---- DATA TO EXAMINE
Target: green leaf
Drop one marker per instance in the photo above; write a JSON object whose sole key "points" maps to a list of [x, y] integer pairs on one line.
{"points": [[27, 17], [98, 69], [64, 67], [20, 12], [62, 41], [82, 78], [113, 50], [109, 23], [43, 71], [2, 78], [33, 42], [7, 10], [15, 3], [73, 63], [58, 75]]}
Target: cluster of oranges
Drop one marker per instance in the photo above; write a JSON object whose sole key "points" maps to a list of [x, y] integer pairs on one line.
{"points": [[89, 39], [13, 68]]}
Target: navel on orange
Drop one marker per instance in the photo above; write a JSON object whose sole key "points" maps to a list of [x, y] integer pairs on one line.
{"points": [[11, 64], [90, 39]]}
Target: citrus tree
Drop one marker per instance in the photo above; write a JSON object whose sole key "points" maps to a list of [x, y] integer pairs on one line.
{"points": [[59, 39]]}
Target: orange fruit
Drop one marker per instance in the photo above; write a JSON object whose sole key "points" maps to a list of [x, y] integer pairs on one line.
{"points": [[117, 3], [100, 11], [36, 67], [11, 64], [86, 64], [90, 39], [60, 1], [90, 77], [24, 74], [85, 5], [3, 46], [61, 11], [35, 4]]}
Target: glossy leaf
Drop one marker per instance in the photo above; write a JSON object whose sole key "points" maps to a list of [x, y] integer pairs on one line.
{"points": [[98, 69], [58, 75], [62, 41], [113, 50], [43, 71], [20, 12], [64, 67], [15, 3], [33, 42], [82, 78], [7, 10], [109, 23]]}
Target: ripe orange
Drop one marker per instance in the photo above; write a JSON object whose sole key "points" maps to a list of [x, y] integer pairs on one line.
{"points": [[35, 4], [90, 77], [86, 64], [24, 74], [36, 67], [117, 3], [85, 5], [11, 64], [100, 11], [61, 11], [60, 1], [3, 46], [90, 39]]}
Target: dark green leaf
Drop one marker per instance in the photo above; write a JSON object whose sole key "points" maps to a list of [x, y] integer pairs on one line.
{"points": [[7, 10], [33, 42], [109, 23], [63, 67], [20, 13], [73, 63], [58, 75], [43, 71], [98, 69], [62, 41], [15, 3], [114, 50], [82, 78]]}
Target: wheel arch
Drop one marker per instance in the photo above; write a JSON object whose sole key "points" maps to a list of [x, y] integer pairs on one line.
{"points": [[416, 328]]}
--------
**TASK ITEM**
Whenever the string "green" shows up in a line of the records, copy that line.

**SOLUTION TO THE PROBLEM**
Target: green leaf
Target: dark green leaf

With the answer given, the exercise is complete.